:: Data for this exercise ::
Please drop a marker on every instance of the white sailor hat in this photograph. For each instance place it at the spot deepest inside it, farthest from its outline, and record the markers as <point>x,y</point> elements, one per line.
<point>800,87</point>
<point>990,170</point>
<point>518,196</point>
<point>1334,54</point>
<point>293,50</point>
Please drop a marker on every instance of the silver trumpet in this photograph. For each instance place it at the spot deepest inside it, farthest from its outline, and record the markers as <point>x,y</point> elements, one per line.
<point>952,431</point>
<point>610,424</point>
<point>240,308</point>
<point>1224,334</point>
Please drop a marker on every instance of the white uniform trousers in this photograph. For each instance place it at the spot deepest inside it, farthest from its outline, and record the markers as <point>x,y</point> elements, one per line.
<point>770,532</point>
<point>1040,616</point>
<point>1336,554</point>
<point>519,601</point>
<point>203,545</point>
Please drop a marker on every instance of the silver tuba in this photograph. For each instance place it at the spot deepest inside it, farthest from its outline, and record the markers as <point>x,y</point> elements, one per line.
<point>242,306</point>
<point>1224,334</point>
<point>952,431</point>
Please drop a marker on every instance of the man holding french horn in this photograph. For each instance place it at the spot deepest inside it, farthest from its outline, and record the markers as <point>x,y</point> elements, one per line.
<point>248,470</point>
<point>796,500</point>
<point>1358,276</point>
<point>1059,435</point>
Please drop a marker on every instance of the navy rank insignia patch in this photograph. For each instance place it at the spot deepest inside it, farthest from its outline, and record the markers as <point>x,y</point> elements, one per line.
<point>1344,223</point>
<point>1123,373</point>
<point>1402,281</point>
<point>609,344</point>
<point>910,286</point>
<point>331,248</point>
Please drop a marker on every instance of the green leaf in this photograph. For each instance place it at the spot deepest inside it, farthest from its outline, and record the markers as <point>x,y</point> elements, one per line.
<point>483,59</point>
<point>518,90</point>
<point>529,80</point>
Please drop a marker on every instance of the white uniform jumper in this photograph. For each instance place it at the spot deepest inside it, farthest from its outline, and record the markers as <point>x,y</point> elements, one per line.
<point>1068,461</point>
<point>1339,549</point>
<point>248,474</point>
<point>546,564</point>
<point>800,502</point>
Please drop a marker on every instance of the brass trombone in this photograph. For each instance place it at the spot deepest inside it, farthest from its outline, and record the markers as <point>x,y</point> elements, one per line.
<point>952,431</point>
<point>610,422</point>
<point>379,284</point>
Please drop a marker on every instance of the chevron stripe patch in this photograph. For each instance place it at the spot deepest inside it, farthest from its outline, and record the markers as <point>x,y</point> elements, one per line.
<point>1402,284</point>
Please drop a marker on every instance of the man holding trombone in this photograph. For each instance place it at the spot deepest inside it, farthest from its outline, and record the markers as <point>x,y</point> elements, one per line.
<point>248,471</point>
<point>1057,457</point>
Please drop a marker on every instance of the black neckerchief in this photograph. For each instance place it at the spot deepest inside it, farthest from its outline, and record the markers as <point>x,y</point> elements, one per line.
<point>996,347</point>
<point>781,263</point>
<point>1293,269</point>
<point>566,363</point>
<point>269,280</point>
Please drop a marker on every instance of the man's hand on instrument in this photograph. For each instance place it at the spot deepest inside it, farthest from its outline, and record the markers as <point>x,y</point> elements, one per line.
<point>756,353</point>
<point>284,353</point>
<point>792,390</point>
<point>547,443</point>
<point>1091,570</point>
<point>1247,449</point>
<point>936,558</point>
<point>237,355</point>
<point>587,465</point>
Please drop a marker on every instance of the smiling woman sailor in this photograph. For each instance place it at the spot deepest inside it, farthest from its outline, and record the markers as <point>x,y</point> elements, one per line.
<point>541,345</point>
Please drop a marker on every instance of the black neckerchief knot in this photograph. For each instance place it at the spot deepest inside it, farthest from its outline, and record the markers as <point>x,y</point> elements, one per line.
:::
**Activity**
Recopy the entries above exactly, with every line included.

**Problem solution**
Please drop a marker on every instance of the white sailor hat in this photograph. For each instance place it at the spot deepest inside it, farthest from its outline, and record the markers as <point>x,y</point> elements, one per line.
<point>800,87</point>
<point>990,170</point>
<point>518,196</point>
<point>1334,54</point>
<point>293,50</point>
Please drop a marker on every instance of the silver trumpet in this photograph. For each instance place it at the spot deepest inside it, farthest from its outline, and record the markers as <point>x,y</point> elements, one per line.
<point>952,431</point>
<point>610,424</point>
<point>240,308</point>
<point>1224,334</point>
Please drop a marker on every instance of the white uniform trousers in this photograph. For each instance place it at the spot deepest inside it, farthest from its outline, and record the markers as <point>x,y</point> elements, one per line.
<point>770,532</point>
<point>1040,616</point>
<point>1336,554</point>
<point>519,601</point>
<point>203,545</point>
Please drop a marker on every instance of the silver tuba in this photograph. For each instance place it at the spot deepest inside it, farthest from its outline, and record the markers as <point>x,y</point> elements, one per line.
<point>242,306</point>
<point>1224,334</point>
<point>952,431</point>
Please drop a marker on every instance of the man holding french horn in this photograph. For each instance place it at the spot deepest inside it, farthest from its outline, and record the markers as <point>x,y</point> elements, one per line.
<point>248,470</point>
<point>796,500</point>
<point>1358,276</point>
<point>1059,435</point>
Please drop a marker on every instance of the navy rank insignia patch in this photograph. For each instance place it at the spot deepest inside it, farthest from its outline, and record the markers as <point>x,y</point> elements, one per line.
<point>1344,223</point>
<point>1123,373</point>
<point>1402,281</point>
<point>609,344</point>
<point>910,286</point>
<point>331,248</point>
Please drop a marker on every instance of the green leaf in this photograph. For each instance place it at the spot deepest inside it, farthest from its outline, and record the markers as <point>x,y</point> elements, one per line.
<point>483,59</point>
<point>518,90</point>
<point>529,80</point>
Please drop a marker on every instance of the white uniform jumper in this photograph. For each instance place it at the spot deepest inside it, farthest from its outline, and record the markers as <point>x,y</point> elements, one per line.
<point>1068,461</point>
<point>1339,549</point>
<point>248,474</point>
<point>546,564</point>
<point>800,502</point>
Please drop a marker on every instance of the brass trombone in this photograph. For each instance place it at the spot deepest inside it, farthest from its outline, and record the markers as <point>x,y</point> elements, one per line.
<point>952,431</point>
<point>610,422</point>
<point>379,284</point>
Please drop a marker on every instance of the chevron stripe patch in this photograph. For each instance place it at the spot deepest inside it, farthest from its outline, and record the markers as <point>x,y</point> elements, one per line.
<point>1402,284</point>
Please drop a marker on every instance of the man holding trombone in this photograph. For each instance place it at the spot deepest inside it, farthest from its outline, and record the markers as <point>x,y</point> elements, one per line.
<point>248,471</point>
<point>1057,457</point>
Please drop a marker on every instance of the black neckerchief in this photograph. For each instance place it at the spot deepest inside it, farthest from its outline, and record the markers as <point>x,y</point> elements, one per line.
<point>996,347</point>
<point>781,263</point>
<point>1293,269</point>
<point>566,363</point>
<point>269,280</point>
Please drop a marker on every instance of the man's hand on instrument in this photograph. For each instance place it at the spot deepest inside it, farthest from its outline, and record the markers as <point>x,y</point> elements, one per line.
<point>756,353</point>
<point>284,353</point>
<point>792,390</point>
<point>547,443</point>
<point>1091,570</point>
<point>1247,449</point>
<point>936,558</point>
<point>237,355</point>
<point>587,465</point>
Please drop a marker on every instance of the smiling woman sailor in this photograph. For each instance place it at the spot deepest inside it, farthest from its outline, and record the markers as <point>x,y</point> elements, one per line.
<point>541,345</point>
Please drop a marker on every instance of the black neckerchief knot in this photograph. For each instance place it at the spot deepest inside it, farthest from its outline, and record the markers as <point>x,y</point> elements, one per line.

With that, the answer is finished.